___ DATA FOR PROCESSING ___

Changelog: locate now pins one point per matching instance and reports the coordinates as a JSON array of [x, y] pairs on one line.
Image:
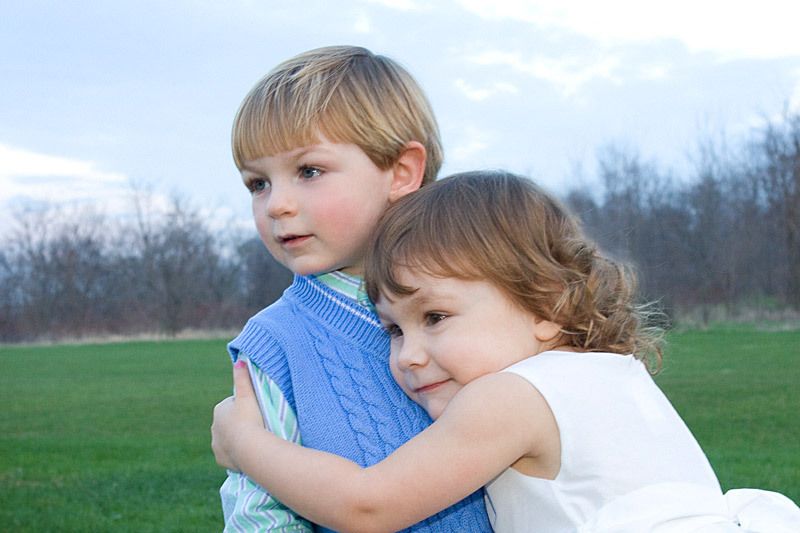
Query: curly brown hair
[[503, 228]]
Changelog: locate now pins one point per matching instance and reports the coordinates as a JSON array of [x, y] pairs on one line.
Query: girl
[[524, 344]]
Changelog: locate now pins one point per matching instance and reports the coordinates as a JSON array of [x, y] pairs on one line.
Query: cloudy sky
[[98, 95]]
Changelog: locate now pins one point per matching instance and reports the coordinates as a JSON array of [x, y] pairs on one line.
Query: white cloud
[[473, 141], [25, 174], [568, 73], [654, 72], [401, 5], [477, 95], [794, 99], [763, 29], [362, 24]]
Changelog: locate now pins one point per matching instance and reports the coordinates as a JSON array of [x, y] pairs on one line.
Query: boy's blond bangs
[[347, 95]]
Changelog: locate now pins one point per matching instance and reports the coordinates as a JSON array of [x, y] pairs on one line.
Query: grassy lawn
[[110, 437], [738, 390], [115, 436]]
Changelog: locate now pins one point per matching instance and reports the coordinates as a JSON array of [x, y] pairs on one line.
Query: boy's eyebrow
[[296, 153]]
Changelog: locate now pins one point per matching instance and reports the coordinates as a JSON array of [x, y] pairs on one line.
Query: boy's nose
[[281, 202]]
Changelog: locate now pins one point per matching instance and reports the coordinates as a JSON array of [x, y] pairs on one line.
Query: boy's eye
[[309, 172], [431, 319]]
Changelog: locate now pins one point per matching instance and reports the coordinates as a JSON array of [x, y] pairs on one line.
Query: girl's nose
[[410, 354]]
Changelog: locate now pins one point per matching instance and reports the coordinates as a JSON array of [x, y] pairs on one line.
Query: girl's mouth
[[430, 387]]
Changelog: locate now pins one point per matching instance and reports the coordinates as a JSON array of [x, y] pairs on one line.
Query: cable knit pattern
[[329, 357]]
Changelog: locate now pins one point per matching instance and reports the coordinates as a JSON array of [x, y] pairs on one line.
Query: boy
[[325, 142]]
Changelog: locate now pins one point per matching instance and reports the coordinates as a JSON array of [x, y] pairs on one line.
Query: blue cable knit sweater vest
[[329, 356]]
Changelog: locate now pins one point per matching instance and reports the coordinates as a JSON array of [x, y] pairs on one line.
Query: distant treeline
[[726, 234]]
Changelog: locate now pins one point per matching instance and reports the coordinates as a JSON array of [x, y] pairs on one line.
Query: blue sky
[[97, 95]]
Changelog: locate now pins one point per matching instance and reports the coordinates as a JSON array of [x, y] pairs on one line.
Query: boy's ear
[[408, 170]]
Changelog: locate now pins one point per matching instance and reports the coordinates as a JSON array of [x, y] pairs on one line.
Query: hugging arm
[[488, 426]]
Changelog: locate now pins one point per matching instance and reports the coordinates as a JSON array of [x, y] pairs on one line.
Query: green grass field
[[115, 436]]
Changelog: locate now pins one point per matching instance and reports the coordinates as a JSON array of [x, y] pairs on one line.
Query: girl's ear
[[546, 331], [408, 171]]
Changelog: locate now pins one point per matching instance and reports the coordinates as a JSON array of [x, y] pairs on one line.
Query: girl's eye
[[393, 330], [257, 185], [431, 319], [309, 172]]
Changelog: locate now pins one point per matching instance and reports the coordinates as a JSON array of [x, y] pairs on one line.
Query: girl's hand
[[234, 418]]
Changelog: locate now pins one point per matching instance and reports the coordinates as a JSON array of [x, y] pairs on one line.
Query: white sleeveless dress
[[628, 461]]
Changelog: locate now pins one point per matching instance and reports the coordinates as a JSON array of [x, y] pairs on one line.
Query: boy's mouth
[[292, 240]]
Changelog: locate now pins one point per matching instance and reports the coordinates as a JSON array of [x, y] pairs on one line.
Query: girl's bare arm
[[489, 425]]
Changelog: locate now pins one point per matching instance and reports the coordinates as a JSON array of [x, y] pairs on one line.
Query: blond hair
[[504, 229], [346, 93]]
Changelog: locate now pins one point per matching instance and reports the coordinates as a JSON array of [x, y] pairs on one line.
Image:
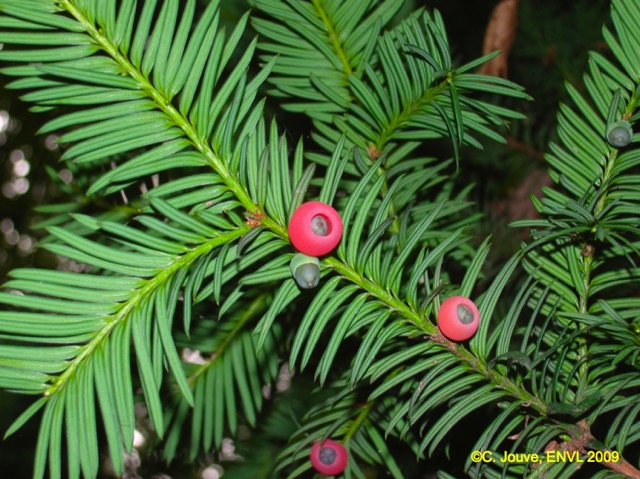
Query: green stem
[[146, 290], [164, 104], [334, 38], [427, 328]]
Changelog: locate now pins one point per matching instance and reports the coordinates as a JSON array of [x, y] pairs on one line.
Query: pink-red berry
[[329, 457], [458, 318], [315, 228]]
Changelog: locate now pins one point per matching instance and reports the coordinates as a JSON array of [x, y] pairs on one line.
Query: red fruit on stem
[[458, 318], [329, 458], [315, 228]]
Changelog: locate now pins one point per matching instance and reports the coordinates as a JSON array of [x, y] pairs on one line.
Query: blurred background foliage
[[550, 48]]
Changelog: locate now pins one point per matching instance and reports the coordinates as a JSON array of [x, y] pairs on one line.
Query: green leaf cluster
[[186, 302]]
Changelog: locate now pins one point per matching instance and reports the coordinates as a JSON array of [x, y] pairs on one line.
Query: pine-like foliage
[[157, 93]]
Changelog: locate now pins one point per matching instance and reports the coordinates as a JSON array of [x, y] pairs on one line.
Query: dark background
[[551, 47]]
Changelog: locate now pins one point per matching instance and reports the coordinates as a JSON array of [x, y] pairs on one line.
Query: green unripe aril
[[619, 133], [305, 270]]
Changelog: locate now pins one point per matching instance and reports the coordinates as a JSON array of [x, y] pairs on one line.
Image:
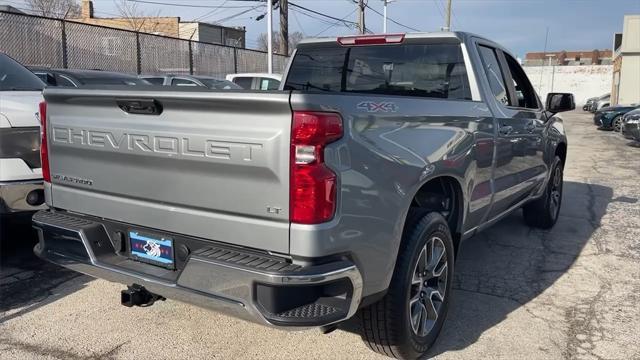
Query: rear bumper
[[267, 290], [13, 196]]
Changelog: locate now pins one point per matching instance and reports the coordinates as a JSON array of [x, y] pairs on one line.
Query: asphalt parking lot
[[569, 293]]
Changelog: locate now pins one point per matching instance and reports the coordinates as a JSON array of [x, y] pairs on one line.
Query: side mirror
[[558, 102]]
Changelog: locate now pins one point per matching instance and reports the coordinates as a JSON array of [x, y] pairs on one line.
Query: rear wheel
[[543, 212], [405, 323]]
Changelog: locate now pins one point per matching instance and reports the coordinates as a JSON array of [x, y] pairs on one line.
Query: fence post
[[138, 56], [64, 44], [190, 59], [235, 60]]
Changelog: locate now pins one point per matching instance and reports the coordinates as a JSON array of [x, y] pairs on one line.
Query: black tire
[[616, 124], [386, 325], [543, 212]]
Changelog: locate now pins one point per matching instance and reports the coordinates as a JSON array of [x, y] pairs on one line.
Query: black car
[[610, 118], [631, 125], [78, 78]]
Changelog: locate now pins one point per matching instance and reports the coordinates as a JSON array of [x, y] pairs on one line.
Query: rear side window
[[243, 82], [269, 84], [494, 74], [15, 77], [423, 70]]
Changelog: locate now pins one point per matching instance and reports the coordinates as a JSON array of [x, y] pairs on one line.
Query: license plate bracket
[[155, 249]]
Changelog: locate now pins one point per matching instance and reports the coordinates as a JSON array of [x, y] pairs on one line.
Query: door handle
[[506, 129], [140, 106]]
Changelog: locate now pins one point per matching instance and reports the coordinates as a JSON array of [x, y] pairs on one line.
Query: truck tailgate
[[212, 164]]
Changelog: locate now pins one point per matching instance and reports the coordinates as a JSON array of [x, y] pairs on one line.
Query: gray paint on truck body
[[382, 161]]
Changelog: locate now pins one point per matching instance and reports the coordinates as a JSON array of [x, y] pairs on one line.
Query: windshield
[[219, 84], [425, 70], [15, 77]]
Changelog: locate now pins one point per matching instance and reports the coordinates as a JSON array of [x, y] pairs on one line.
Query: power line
[[319, 13], [231, 17], [392, 20], [193, 5], [209, 13], [336, 23]]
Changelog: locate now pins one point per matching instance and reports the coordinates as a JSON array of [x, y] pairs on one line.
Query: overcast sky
[[520, 25]]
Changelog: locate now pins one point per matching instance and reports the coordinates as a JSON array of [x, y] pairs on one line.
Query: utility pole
[[448, 18], [384, 24], [269, 37], [284, 27], [361, 26]]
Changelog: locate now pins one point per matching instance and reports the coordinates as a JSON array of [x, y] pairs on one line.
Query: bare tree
[[137, 18], [54, 8], [294, 39]]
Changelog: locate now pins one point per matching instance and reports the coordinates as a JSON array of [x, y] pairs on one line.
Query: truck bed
[[228, 153]]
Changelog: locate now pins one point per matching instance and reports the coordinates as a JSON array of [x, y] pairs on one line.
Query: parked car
[[602, 102], [256, 81], [631, 125], [20, 171], [78, 77], [191, 80], [588, 103], [610, 118], [351, 190]]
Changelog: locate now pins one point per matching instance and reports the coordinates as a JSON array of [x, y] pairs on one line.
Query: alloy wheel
[[428, 286]]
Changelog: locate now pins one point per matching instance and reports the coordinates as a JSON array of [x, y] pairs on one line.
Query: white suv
[[20, 172]]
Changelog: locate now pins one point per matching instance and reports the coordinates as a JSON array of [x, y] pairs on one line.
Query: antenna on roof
[[546, 40]]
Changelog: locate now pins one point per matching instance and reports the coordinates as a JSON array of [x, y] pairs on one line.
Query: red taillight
[[371, 39], [313, 184], [44, 153]]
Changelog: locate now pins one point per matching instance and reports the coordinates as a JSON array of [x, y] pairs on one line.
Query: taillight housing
[[44, 153], [313, 185]]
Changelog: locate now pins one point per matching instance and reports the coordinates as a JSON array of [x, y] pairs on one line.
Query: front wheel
[[406, 321], [543, 212]]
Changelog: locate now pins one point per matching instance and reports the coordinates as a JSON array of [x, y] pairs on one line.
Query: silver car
[[20, 170]]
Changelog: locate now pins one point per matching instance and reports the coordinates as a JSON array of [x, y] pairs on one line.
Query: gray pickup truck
[[346, 192]]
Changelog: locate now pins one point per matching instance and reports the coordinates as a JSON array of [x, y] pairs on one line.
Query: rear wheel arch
[[561, 151], [442, 187]]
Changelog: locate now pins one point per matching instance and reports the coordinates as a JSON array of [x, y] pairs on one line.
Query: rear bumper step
[[253, 286]]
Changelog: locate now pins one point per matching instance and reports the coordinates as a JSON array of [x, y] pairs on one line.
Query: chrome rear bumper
[[263, 289]]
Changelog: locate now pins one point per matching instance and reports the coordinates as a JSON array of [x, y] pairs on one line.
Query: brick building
[[626, 63], [561, 58], [168, 26]]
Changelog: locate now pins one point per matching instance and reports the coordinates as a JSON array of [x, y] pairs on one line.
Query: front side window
[[494, 74], [421, 70], [243, 82], [525, 94]]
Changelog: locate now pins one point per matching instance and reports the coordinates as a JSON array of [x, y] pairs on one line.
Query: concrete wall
[[582, 81], [629, 88]]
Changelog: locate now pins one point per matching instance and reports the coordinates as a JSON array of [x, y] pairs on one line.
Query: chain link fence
[[40, 41]]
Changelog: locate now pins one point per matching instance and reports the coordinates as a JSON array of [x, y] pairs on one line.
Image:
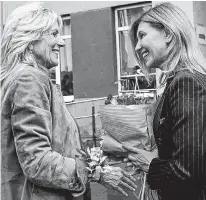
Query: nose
[[138, 46], [60, 41]]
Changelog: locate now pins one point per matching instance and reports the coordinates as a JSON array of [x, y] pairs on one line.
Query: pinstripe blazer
[[180, 132]]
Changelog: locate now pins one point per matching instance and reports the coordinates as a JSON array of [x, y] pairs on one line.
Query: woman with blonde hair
[[164, 38], [39, 137]]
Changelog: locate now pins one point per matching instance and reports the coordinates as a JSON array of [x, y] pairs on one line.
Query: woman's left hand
[[140, 158]]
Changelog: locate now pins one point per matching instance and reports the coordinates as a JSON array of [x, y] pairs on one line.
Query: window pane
[[66, 73], [53, 74], [127, 59], [66, 29], [126, 16]]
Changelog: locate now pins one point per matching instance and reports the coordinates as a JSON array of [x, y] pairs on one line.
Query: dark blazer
[[180, 132]]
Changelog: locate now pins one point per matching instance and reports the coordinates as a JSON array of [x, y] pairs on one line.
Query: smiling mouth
[[56, 51], [145, 54]]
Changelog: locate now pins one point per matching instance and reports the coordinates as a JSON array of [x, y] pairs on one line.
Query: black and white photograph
[[103, 100]]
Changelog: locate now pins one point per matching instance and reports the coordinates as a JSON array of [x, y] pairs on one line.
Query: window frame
[[69, 98]]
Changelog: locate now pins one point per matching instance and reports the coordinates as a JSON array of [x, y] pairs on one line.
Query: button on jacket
[[180, 131], [38, 140]]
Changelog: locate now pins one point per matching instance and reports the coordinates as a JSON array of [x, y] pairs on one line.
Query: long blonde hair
[[183, 50], [25, 25]]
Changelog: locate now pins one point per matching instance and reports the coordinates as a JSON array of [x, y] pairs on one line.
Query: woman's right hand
[[116, 178]]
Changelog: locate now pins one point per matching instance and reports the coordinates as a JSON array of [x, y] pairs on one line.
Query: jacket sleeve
[[32, 129], [187, 104]]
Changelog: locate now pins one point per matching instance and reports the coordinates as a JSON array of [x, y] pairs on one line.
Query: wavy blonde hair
[[183, 50], [25, 25]]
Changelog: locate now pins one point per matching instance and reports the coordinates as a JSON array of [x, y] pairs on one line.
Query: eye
[[55, 33], [142, 35]]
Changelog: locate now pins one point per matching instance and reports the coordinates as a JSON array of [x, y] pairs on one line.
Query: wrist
[[96, 175]]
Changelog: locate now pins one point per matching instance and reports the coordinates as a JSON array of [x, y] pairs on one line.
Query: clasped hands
[[118, 179], [140, 158]]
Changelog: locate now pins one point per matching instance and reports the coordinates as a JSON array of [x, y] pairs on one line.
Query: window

___

[WORK TO BE COMPLETED]
Pick out every row above containing the string "background" and copy each one in full. Case counts.

[WRITTEN SOLUTION]
Query: blurred background foliage
Query: dark background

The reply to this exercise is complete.